● Written problem A: According to the article on the agricultural consortium, what sub-award does Southeast's Department of Agriculture receive from Missouri State University?

● Source text:
#####
Starting next fall, five universities, including Southeast Missouri State University, will share agricultural coursework by allowing students to take classes not offered at their home institution, a news release from Southeast said. Southeast will partner with Truman State University in Kirksville, Mo., Missouri State University in Springfield, Mo., University of Central Missouri in Warrensburg, Mo., and Northwest Missouri State University in Maryville, Mo. ...

Starting next fall, five universities, including Southeast Missouri State University, will share agricultural coursework by allowing students to take classes not offered at their home institution, a news release from Southeast said.

Southeast will partner with Truman State University in Kirksville, Mo., Missouri State University in Springfield, Mo., University of Central Missouri in Warrensburg, Mo., and Northwest Missouri State University in Maryville, Mo. Southeast's Department of Agriculture is participating in the consortium as a result of a three-year, $74,872 sub-award from Missouri State University under a $570,000 project grant awarded by the U.S. Department of Agriculture's National Institute of Food and Agriculture, the release said.

News bureau director Ann Hayes said MSU is the lead institution on the grant, and it distributed proceeds among the partnering universities. The $74,872 is Southeast's total for three years, she said.

Michael Aide, chairman of Southeast's Department of Agriculture, said the university has an estimated 300 to 400 agriculture majors. MSU has 400 to 500 majors, Northwest has about 600 majors, and Truman and Central each have 200.
#####
● Written problem B: Copy the records from the line containing "Expected: one point per instance of the railing" through the end of the records, reproducing each line unchanged.

(Records of labeled points)
#####
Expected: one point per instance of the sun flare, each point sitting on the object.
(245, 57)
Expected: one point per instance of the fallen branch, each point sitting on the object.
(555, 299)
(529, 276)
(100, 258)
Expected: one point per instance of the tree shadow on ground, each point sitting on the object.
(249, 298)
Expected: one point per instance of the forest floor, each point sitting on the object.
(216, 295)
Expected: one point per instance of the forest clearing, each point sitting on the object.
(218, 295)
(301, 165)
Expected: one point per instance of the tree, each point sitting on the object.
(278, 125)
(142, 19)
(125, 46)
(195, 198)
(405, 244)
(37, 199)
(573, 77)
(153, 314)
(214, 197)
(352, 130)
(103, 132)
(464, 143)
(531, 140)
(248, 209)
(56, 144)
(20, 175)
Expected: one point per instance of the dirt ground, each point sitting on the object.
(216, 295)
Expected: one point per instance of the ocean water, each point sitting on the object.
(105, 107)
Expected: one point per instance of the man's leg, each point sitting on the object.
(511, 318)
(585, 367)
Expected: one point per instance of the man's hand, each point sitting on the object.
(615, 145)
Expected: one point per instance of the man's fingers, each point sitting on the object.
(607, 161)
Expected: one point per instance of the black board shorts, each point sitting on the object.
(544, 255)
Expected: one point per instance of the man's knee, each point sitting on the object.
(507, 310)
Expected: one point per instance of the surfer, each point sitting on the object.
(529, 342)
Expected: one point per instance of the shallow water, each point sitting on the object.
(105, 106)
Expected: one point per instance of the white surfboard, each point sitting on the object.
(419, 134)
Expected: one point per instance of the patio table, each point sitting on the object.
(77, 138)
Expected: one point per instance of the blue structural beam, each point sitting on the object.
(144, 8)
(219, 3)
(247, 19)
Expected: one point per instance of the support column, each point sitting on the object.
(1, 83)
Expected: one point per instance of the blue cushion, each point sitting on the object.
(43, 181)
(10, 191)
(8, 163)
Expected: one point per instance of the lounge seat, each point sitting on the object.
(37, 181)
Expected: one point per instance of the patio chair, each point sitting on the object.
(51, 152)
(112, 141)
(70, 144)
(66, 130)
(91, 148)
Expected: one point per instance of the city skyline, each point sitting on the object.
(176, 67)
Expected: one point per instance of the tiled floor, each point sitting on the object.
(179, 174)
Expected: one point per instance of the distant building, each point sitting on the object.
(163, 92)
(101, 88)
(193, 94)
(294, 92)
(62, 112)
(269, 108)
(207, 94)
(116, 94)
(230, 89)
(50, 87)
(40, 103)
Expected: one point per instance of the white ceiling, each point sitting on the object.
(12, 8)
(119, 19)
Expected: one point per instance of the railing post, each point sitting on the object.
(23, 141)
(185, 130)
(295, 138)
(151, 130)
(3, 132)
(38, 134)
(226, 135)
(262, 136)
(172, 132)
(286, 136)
#####
● Exercise solution A: A three-year sub-award of $74,872.

● Exercise solution B:
Expected: one point per instance of the railing post, each point sitting on the object.
(23, 141)
(185, 130)
(295, 138)
(151, 130)
(3, 132)
(38, 134)
(226, 135)
(262, 136)
(172, 132)
(286, 136)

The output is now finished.